*EXERCISE DIRECTIONS*.
Edit the records below, changing each "thickest part" to "widest part" and leaving everything else unchanged.

[Records from a dataset]
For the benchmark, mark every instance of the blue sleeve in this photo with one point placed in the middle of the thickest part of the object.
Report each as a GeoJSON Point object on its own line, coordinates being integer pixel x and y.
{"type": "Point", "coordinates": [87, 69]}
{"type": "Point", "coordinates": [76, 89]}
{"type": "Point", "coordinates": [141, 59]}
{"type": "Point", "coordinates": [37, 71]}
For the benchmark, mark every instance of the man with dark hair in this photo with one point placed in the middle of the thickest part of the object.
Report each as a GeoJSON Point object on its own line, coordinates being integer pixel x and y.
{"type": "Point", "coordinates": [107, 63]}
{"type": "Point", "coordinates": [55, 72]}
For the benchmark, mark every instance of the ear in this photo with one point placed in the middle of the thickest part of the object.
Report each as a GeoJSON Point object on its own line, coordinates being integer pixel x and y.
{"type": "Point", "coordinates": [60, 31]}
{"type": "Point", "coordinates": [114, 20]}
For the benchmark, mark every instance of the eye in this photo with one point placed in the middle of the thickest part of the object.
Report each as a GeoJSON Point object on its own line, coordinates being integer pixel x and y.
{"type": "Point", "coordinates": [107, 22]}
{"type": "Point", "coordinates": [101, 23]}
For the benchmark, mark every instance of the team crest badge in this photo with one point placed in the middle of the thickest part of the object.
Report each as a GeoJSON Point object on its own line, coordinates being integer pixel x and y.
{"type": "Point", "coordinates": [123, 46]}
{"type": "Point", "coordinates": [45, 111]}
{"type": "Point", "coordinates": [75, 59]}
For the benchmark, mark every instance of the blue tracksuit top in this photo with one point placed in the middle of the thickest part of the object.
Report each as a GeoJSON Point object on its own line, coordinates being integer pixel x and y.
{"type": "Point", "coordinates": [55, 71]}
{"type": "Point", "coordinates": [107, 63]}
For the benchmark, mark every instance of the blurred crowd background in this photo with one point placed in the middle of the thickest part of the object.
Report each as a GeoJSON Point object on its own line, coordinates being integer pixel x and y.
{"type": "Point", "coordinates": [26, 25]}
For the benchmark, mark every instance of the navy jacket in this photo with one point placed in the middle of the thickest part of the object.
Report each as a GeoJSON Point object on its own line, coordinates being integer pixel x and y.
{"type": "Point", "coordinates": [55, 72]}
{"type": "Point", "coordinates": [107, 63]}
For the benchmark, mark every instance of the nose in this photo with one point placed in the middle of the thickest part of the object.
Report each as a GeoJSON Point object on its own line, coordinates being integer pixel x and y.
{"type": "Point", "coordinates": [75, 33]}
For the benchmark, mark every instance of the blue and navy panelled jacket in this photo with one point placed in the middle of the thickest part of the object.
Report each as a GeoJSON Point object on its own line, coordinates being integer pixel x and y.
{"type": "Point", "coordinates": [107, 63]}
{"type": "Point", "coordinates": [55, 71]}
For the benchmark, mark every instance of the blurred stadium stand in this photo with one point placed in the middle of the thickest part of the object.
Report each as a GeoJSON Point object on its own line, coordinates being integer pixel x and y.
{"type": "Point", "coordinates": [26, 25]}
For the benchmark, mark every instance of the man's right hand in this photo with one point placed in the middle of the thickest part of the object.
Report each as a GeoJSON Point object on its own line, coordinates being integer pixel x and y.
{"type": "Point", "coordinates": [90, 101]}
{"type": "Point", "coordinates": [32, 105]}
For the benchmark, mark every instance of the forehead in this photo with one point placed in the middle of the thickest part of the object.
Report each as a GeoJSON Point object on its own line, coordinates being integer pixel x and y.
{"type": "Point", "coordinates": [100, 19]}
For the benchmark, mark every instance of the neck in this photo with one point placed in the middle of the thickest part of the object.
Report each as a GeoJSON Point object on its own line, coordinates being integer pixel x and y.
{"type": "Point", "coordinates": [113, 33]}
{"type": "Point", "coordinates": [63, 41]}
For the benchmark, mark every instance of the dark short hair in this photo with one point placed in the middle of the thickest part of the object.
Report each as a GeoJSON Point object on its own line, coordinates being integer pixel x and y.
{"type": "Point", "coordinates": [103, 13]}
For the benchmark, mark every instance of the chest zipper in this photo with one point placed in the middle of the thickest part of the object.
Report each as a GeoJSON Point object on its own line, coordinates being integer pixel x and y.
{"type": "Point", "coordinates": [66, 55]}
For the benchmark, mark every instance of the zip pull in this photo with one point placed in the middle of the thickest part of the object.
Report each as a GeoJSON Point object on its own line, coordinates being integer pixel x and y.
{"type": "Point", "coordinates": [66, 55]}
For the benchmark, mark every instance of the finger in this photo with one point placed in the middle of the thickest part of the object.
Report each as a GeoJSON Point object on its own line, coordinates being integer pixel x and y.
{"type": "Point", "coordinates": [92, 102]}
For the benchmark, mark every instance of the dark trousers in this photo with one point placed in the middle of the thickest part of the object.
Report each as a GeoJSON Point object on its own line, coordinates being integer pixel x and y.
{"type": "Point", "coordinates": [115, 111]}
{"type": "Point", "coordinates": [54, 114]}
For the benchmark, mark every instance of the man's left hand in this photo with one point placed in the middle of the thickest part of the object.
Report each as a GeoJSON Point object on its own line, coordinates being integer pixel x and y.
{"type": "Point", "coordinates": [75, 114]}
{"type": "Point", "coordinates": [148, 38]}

*CORRECT RESPONSE*.
For the benchmark, mark every instance of the blue sleeve in this photo with one point placed in the middle of the widest part of the object.
Report each as a GeoJSON Point object on its own line, coordinates being integer pixel x and y.
{"type": "Point", "coordinates": [87, 69]}
{"type": "Point", "coordinates": [76, 89]}
{"type": "Point", "coordinates": [141, 59]}
{"type": "Point", "coordinates": [37, 71]}
For the benchmark, mark every instance of the man with dark hair in this photo with one point placed in the middle of the widest part of the object.
Report each as a GeoJSON Point object on its own line, coordinates being integer pixel x and y.
{"type": "Point", "coordinates": [107, 63]}
{"type": "Point", "coordinates": [55, 72]}
For the benchmark, mark every instance of the ear in this photo with one point placed in the middle of the widest part of the object.
Report each as a GeoJSON Point object on its own line, coordinates being integer pixel x and y.
{"type": "Point", "coordinates": [60, 31]}
{"type": "Point", "coordinates": [114, 20]}
For the benchmark, mark every instance of the eye in this photo with one point placed in the middle of the widest part of the object.
Report each as a GeoJSON Point object on its own line, coordinates being integer pixel x and y.
{"type": "Point", "coordinates": [107, 22]}
{"type": "Point", "coordinates": [101, 23]}
For the benchmark, mark every instance of the team crest badge in this photo with one point placed in the middle of the widest part of the object.
Report each as a GeoJSON Point object on its own line, coordinates being integer pixel x and y.
{"type": "Point", "coordinates": [123, 46]}
{"type": "Point", "coordinates": [45, 111]}
{"type": "Point", "coordinates": [75, 59]}
For the benchmark, mark every instance of the blue tracksuit top in this photo with one point placed in the middle of the widest part of the object.
Report each as a GeoJSON Point object on its own line, coordinates being integer pixel x and y.
{"type": "Point", "coordinates": [55, 71]}
{"type": "Point", "coordinates": [107, 63]}
For the benchmark, mark every instance of the blurred crowd background in this photo with one point placed in the middle of the widest part of the object.
Report each as a GeoJSON Point object on its own line, coordinates being integer pixel x and y.
{"type": "Point", "coordinates": [26, 25]}
For the benchmark, mark every instance of the navy jacket in this photo with one point placed in the middle of the widest part of the object.
Report each as a GeoJSON Point object on its own line, coordinates being integer pixel x and y.
{"type": "Point", "coordinates": [55, 72]}
{"type": "Point", "coordinates": [107, 63]}
For the benchmark, mark every instance of the nose in this photo with one point placed in the middle of the widest part of the object.
Report each as a GeoJSON Point object on its own line, coordinates being integer pixel x and y.
{"type": "Point", "coordinates": [75, 33]}
For the benchmark, mark every instance of the blue and navy panelled jacket in this photo with one point placed in the middle of the widest part of the object.
Report each as a GeoJSON Point object on its own line, coordinates being integer pixel x and y.
{"type": "Point", "coordinates": [107, 63]}
{"type": "Point", "coordinates": [55, 71]}
For the benchmark, mark every instance of the blurred stadium stand in this photo with one point placed in the middle of the widest part of the object.
Report each as a GeoJSON Point object on its own line, coordinates being integer pixel x and y.
{"type": "Point", "coordinates": [26, 25]}
For the benchmark, mark every instance of the man's right hand in this photo with one point placed in the middle of the widest part of the object.
Report each as a GeoJSON Point object on its own line, coordinates being integer pixel x and y.
{"type": "Point", "coordinates": [90, 101]}
{"type": "Point", "coordinates": [32, 105]}
For the benchmark, mark every instance of the forehead in this photo with one point placed in the middle of the widest part of the object.
Report each as a GeoJSON Point object on its own line, coordinates being integer pixel x and y.
{"type": "Point", "coordinates": [100, 19]}
For the benchmark, mark every instance of the neck in this photo with one point placed in the middle of the widest part of the object.
Report each as a GeoJSON Point object on its own line, coordinates being integer pixel x and y.
{"type": "Point", "coordinates": [113, 33]}
{"type": "Point", "coordinates": [63, 41]}
For the benchmark, mark every instance of the dark short hair in this photo with one point placed in the middle of the widest part of the object.
Report each as a GeoJSON Point object on its own line, coordinates being integer pixel x and y.
{"type": "Point", "coordinates": [103, 13]}
For the benchmark, mark every instance of the chest zipper in this photo with one point placed in the middle of the widest part of the object.
Report each as a GeoJSON Point object on its own line, coordinates being integer pixel x and y.
{"type": "Point", "coordinates": [66, 55]}
For the benchmark, mark every instance of the zip pull in this photo with one point placed in the middle of the widest part of the object.
Report each as a GeoJSON Point object on its own line, coordinates being integer pixel x and y.
{"type": "Point", "coordinates": [66, 55]}
For the benchmark, mark every instance of the finger in this photo with one point placed in the middle of the widest part of the object.
Report each as a GeoJSON Point object on its own line, coordinates being integer pixel x and y.
{"type": "Point", "coordinates": [92, 102]}
For the benchmark, mark every instance of the dark trousers in this photo with one point placed in the middle of the widest part of the object.
Report each as a GeoJSON Point object on its own line, coordinates being integer pixel x and y.
{"type": "Point", "coordinates": [115, 111]}
{"type": "Point", "coordinates": [54, 114]}
For the benchmark, mark every instance of the man's left hand in this photo with one point placed in the middle of the widest part of the object.
Report each as a GeoJSON Point object on its own line, coordinates being integer pixel x and y.
{"type": "Point", "coordinates": [75, 114]}
{"type": "Point", "coordinates": [148, 38]}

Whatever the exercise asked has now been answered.